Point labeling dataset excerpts

▽

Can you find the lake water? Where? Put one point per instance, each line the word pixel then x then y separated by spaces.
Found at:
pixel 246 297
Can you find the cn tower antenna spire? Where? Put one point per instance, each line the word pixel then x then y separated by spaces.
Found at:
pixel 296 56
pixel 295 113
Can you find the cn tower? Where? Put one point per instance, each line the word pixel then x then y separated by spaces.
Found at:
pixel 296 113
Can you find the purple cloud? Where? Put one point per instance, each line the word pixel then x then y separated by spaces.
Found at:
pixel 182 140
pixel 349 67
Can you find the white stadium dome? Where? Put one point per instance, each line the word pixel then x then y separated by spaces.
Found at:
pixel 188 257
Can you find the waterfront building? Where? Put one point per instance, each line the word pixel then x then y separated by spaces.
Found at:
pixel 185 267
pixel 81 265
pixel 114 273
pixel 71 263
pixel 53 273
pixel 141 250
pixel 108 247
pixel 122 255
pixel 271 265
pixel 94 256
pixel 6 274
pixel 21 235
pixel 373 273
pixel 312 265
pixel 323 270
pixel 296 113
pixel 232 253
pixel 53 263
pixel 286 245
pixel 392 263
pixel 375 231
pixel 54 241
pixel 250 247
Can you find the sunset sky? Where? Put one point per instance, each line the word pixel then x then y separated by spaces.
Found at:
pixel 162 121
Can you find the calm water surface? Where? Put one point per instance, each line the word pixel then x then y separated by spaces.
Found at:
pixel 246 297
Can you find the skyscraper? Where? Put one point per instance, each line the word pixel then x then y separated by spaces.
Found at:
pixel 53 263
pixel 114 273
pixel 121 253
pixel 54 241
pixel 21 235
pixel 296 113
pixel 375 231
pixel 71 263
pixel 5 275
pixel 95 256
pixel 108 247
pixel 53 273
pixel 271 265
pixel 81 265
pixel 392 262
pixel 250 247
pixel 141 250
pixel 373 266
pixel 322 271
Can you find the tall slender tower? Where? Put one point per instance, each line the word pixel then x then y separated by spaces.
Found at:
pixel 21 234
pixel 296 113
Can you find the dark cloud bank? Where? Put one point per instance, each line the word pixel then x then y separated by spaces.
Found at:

△

### EXERCISE GOAL:
Beginning at the line that contains "Can you find the sunset", retype each line of the listing up to and including the last one, exactly as it stands, and nothing else.

### OUTPUT OF THE EXERCISE:
Can you find the sunset sky? Where? Put one point per instance, each line the word pixel then x then y separated by spaces.
Found at:
pixel 162 121
Can you find the calm water surface? Where? Put one point per instance, each line the word pixel then x then y separated by spaces.
Found at:
pixel 246 297
Can you find the skyscraper? Where? Put one point per instance, each line the word pixel then x then y separated by spaces.
Found at:
pixel 53 263
pixel 114 273
pixel 121 253
pixel 54 241
pixel 21 235
pixel 296 113
pixel 375 231
pixel 71 263
pixel 5 275
pixel 95 256
pixel 108 247
pixel 53 273
pixel 271 265
pixel 81 265
pixel 392 262
pixel 250 247
pixel 141 250
pixel 373 266
pixel 322 271
Can you find the tall slender tower? Where? Put one point per instance, each line the word pixel then x then y separated by spaces.
Found at:
pixel 21 234
pixel 296 113
Can you find the dark cloud bank? Where? Put one point per instance, each line the word pixel then x then y separated by spaces.
Found at:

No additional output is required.